- [WHAT THE EXERCISE ASKS]
Write out only the tail of the records, beginning at the line containing "the distant cliff." and including the last line, exactly as written.

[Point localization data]
-- -- --
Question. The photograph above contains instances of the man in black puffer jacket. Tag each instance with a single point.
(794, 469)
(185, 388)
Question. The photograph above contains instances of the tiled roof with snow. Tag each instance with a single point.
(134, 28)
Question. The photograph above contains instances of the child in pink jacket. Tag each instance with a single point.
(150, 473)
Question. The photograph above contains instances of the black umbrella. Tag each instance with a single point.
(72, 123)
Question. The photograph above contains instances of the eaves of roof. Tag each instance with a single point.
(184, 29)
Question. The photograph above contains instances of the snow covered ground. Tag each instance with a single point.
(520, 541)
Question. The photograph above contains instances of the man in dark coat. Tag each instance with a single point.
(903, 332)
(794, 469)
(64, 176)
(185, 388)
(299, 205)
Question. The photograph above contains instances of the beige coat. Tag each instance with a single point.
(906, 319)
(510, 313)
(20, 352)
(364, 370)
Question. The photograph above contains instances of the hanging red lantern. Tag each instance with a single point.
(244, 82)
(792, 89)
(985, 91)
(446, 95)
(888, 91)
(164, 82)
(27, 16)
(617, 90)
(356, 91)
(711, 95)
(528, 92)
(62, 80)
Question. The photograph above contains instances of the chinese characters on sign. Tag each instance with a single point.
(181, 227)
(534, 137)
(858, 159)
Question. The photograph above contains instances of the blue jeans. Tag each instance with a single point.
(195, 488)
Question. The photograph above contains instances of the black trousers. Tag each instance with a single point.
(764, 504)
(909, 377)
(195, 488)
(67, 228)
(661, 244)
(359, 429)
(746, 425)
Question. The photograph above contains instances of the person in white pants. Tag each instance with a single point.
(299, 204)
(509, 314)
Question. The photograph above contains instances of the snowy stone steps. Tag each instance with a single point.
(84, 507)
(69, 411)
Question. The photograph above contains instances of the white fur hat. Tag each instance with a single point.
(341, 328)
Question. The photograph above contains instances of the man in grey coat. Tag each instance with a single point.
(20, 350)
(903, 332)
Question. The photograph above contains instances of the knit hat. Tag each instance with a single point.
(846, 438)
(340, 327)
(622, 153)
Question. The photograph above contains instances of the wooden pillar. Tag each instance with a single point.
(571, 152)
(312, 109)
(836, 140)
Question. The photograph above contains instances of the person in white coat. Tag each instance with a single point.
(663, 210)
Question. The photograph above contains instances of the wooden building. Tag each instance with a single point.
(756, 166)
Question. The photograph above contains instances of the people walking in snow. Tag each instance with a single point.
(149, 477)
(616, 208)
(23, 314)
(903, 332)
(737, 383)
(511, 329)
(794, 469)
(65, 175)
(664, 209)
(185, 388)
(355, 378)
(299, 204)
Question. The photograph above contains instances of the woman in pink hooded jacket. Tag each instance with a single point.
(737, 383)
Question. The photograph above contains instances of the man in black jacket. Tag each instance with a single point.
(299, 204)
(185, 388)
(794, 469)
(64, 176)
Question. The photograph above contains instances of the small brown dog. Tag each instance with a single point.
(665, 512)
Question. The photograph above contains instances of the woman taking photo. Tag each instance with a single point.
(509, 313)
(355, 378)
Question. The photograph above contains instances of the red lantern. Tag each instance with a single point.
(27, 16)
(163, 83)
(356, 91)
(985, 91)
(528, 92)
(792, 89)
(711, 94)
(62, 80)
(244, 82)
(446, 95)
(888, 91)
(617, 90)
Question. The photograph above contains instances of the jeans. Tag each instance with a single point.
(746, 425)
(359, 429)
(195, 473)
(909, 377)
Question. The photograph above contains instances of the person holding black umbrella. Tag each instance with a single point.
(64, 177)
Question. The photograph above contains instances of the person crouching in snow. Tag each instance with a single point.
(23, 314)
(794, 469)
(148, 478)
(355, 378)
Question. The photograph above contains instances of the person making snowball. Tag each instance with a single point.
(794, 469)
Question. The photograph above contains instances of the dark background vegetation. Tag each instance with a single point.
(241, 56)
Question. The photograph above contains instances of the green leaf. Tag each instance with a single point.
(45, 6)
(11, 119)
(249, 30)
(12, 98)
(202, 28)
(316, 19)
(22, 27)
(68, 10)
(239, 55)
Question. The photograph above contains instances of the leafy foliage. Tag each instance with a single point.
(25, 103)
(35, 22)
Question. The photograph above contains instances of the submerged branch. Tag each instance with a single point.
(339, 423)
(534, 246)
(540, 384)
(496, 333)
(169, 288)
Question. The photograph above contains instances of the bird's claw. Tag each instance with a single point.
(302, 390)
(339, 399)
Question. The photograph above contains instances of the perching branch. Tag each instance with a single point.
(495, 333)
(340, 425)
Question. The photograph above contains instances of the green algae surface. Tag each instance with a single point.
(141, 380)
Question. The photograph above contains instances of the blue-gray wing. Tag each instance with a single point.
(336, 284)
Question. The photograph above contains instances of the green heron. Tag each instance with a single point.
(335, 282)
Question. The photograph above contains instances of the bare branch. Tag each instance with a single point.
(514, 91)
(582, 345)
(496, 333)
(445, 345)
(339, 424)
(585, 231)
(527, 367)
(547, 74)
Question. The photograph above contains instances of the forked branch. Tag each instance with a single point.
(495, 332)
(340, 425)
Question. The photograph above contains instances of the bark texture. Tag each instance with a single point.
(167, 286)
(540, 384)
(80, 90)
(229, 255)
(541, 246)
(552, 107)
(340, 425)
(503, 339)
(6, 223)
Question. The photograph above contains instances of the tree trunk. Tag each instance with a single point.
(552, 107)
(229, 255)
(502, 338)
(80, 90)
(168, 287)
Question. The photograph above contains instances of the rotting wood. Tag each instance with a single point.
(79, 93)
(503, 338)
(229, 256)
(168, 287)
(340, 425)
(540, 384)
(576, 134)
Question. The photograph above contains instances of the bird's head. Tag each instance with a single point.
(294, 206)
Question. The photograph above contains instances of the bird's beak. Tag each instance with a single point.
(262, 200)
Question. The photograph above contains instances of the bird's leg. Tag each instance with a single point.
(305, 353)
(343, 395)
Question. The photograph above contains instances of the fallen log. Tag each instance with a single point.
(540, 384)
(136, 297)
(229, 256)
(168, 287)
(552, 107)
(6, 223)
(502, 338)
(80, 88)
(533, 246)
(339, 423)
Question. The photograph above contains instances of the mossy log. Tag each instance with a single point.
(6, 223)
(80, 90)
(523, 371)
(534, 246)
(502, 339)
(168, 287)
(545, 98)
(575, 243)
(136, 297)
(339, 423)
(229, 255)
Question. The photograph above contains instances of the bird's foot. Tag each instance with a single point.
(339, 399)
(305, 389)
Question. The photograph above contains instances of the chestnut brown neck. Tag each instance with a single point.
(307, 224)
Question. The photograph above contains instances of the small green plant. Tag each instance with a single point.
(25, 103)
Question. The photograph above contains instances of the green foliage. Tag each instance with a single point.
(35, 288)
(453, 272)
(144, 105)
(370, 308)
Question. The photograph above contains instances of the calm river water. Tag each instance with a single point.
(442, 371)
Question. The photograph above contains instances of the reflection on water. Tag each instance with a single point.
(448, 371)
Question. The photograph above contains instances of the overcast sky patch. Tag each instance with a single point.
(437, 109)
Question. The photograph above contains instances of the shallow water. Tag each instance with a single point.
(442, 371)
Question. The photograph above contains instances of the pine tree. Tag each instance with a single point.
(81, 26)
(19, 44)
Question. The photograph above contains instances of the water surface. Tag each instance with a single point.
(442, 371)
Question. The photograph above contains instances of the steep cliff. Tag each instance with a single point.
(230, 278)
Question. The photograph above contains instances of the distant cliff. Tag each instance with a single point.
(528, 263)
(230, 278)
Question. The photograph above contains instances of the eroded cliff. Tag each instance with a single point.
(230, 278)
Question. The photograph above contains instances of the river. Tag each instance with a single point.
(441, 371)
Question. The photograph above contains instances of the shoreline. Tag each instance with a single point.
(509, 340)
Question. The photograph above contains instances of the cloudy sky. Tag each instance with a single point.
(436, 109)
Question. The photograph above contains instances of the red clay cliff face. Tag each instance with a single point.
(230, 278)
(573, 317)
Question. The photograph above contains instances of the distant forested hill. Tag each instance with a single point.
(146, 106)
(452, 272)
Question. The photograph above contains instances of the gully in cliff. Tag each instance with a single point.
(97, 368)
-- -- --
- [ANSWER SECTION]
Question. The photograph above contains instances of the distant cliff. Tag each instance with a single point.
(528, 263)
(230, 278)
Question. The photograph above contains instances of the eroded cliff. Tag each instance with a single point.
(230, 278)
Question. The photograph above contains instances of the river. Tag each instance with a single point.
(441, 371)
Question. The photograph above contains instances of the shoreline. Tag each instance with a single point.
(509, 340)
Question. The photograph above contains instances of the cloudy sky. Tag each instance with a single point.
(436, 109)
Question. The photograph above contains instances of the red clay cliff face. Tag each instance with a single point.
(230, 278)
(573, 317)
Question. The photograph above contains instances of the distant forested hill. Tag each instance with a single point.
(146, 106)
(452, 272)
Question. The photograph above contains instances of the gully in cliff. Tag each instance with a single point.
(97, 368)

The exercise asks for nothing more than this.